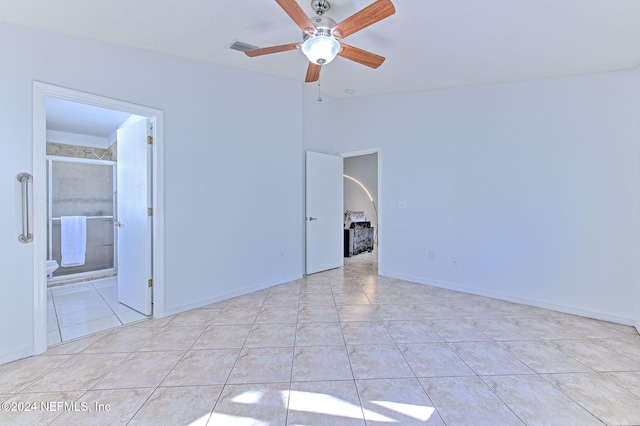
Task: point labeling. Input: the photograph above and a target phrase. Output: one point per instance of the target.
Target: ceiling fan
(321, 40)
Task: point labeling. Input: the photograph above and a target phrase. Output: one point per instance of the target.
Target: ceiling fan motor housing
(320, 6)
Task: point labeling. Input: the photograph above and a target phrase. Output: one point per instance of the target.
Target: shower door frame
(40, 93)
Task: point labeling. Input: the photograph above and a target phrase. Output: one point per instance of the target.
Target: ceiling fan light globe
(321, 49)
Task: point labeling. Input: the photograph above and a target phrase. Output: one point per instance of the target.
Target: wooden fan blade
(361, 56)
(296, 13)
(371, 14)
(273, 49)
(313, 73)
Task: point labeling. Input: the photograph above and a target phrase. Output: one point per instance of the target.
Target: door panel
(324, 216)
(133, 221)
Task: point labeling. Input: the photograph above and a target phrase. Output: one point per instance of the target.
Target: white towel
(73, 240)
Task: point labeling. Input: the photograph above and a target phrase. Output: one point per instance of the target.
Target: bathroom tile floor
(341, 347)
(77, 310)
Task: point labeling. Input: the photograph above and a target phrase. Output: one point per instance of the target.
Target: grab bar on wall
(25, 179)
(88, 217)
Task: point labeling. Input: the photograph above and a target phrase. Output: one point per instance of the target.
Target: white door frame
(40, 92)
(379, 198)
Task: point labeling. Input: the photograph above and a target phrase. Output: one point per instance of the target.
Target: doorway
(97, 288)
(361, 199)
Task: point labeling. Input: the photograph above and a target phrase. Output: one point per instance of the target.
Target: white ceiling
(428, 44)
(73, 117)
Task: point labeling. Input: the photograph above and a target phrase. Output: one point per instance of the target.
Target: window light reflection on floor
(312, 402)
(418, 412)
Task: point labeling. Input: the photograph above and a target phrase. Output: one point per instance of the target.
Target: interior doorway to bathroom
(85, 132)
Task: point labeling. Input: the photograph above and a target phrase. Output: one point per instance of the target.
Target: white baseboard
(14, 356)
(228, 295)
(574, 310)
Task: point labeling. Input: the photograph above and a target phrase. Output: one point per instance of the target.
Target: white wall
(532, 186)
(232, 146)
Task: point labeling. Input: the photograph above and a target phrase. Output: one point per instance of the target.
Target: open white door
(133, 219)
(324, 216)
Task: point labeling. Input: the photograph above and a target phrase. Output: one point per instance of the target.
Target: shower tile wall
(75, 151)
(83, 189)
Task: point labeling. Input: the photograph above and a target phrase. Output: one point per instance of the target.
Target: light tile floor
(340, 347)
(78, 310)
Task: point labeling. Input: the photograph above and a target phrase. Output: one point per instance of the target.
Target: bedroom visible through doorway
(361, 218)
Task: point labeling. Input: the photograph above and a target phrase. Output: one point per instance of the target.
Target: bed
(359, 235)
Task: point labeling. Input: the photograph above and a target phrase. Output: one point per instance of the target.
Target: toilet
(52, 265)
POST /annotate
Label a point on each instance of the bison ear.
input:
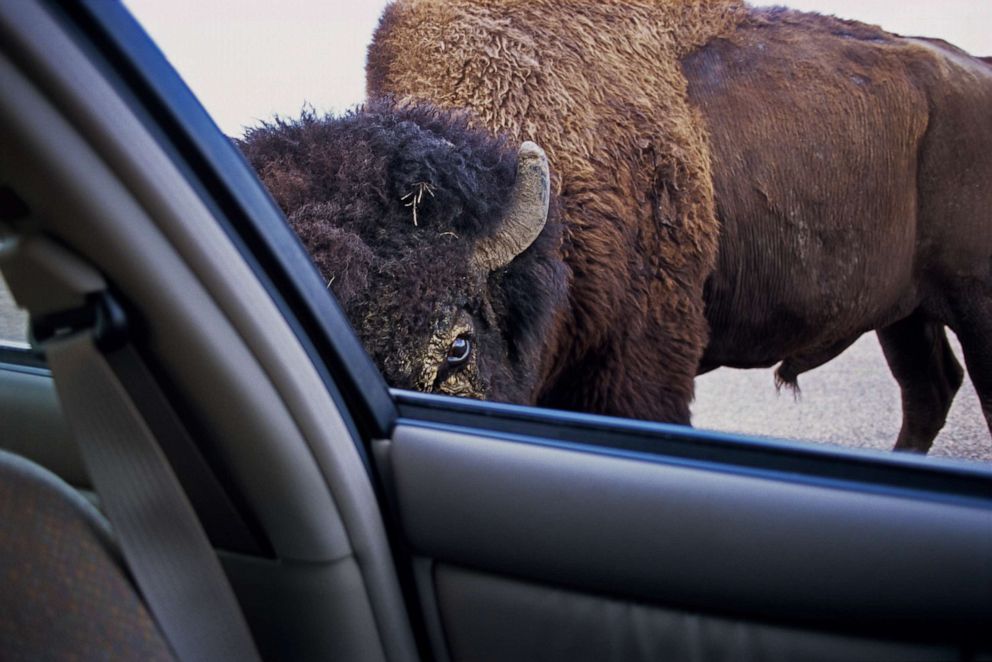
(526, 215)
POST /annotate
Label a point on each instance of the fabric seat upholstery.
(65, 591)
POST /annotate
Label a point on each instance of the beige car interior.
(519, 548)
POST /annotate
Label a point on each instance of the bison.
(728, 186)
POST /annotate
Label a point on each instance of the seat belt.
(161, 539)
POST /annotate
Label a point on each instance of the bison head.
(441, 241)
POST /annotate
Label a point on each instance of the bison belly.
(815, 140)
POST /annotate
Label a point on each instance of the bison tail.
(786, 375)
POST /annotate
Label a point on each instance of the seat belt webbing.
(166, 549)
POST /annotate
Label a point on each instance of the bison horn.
(527, 214)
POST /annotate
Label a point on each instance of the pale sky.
(247, 60)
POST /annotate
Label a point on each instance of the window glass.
(785, 305)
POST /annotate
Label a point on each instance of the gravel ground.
(851, 401)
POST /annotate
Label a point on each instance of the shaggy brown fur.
(598, 85)
(851, 172)
(411, 289)
(853, 178)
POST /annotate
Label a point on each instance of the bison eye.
(459, 351)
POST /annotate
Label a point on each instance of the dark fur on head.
(348, 186)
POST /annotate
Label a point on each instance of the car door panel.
(693, 540)
(489, 617)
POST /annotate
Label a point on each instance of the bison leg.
(973, 325)
(923, 364)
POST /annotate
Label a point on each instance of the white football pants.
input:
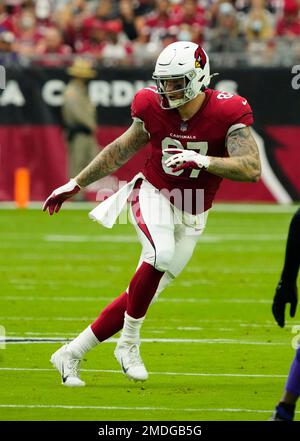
(167, 234)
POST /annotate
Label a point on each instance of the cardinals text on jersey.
(205, 133)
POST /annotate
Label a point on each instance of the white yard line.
(184, 374)
(59, 406)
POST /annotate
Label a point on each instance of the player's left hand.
(182, 159)
(284, 294)
(58, 196)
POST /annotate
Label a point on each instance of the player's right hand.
(285, 293)
(58, 196)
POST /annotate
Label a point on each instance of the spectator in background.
(79, 116)
(156, 23)
(227, 36)
(128, 19)
(289, 25)
(8, 56)
(259, 29)
(95, 41)
(117, 49)
(190, 21)
(52, 49)
(27, 35)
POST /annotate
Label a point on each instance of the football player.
(198, 136)
(286, 292)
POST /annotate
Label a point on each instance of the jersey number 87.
(197, 146)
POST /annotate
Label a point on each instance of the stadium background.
(254, 45)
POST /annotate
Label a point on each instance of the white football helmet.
(186, 60)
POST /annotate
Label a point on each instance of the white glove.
(59, 195)
(182, 159)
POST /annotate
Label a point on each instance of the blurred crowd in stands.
(133, 32)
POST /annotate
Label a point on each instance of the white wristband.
(204, 161)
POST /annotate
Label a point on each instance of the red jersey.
(205, 133)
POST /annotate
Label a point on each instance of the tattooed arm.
(243, 163)
(114, 155)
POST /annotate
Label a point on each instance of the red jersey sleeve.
(235, 111)
(141, 103)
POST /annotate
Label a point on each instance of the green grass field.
(210, 344)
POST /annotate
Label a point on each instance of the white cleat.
(67, 366)
(128, 355)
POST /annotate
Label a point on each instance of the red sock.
(142, 289)
(111, 319)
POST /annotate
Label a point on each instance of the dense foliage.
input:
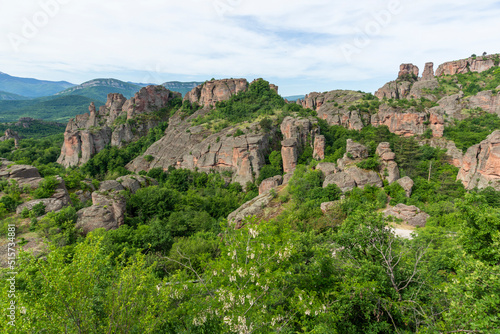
(177, 265)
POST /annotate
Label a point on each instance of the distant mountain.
(10, 96)
(31, 87)
(98, 89)
(181, 87)
(294, 97)
(53, 108)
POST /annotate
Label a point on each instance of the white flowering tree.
(254, 286)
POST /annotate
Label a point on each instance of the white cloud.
(284, 40)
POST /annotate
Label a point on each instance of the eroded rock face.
(353, 177)
(481, 164)
(411, 215)
(455, 156)
(251, 208)
(394, 90)
(10, 134)
(428, 73)
(51, 204)
(89, 133)
(479, 64)
(214, 91)
(389, 168)
(28, 176)
(407, 184)
(270, 183)
(136, 182)
(297, 134)
(194, 147)
(408, 71)
(406, 124)
(327, 168)
(319, 147)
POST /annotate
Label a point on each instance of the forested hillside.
(233, 211)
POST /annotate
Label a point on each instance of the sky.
(302, 46)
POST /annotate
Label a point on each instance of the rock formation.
(270, 183)
(428, 73)
(478, 64)
(411, 215)
(9, 134)
(405, 124)
(388, 168)
(28, 176)
(195, 147)
(89, 133)
(408, 71)
(211, 92)
(407, 184)
(319, 147)
(481, 164)
(297, 134)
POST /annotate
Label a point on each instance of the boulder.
(389, 167)
(270, 183)
(327, 168)
(481, 164)
(211, 92)
(325, 207)
(95, 217)
(51, 205)
(356, 150)
(110, 186)
(343, 180)
(364, 177)
(406, 124)
(319, 147)
(428, 73)
(407, 184)
(10, 134)
(411, 215)
(408, 71)
(89, 133)
(136, 182)
(251, 208)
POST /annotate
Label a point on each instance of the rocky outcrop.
(327, 168)
(477, 64)
(410, 215)
(28, 176)
(211, 92)
(455, 156)
(118, 122)
(297, 134)
(481, 164)
(394, 90)
(388, 168)
(423, 89)
(51, 204)
(334, 106)
(408, 71)
(428, 73)
(270, 183)
(406, 124)
(9, 134)
(353, 177)
(485, 100)
(254, 207)
(195, 147)
(136, 182)
(319, 147)
(407, 184)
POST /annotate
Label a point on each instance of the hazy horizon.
(300, 46)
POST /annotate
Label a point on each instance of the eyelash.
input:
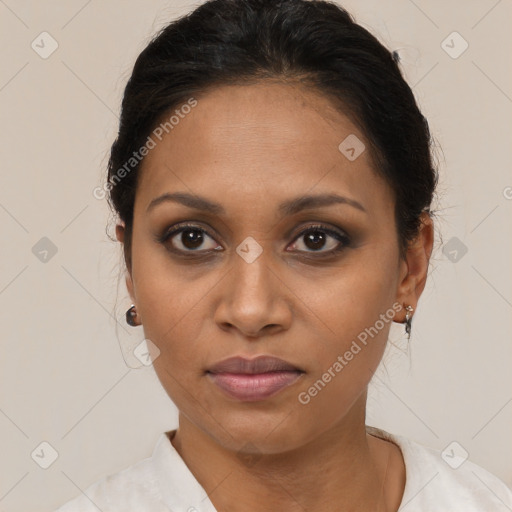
(342, 238)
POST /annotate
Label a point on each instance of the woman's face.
(247, 279)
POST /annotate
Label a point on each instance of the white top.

=-=-=-=-=

From the line containing "Label a point on each instance of the woman's" to the last line of the data above, copy each line exactly and add nothing.

Label a point on each instance of the woman's face.
(247, 279)
POST /annotate
Label a point on each instance of the white top.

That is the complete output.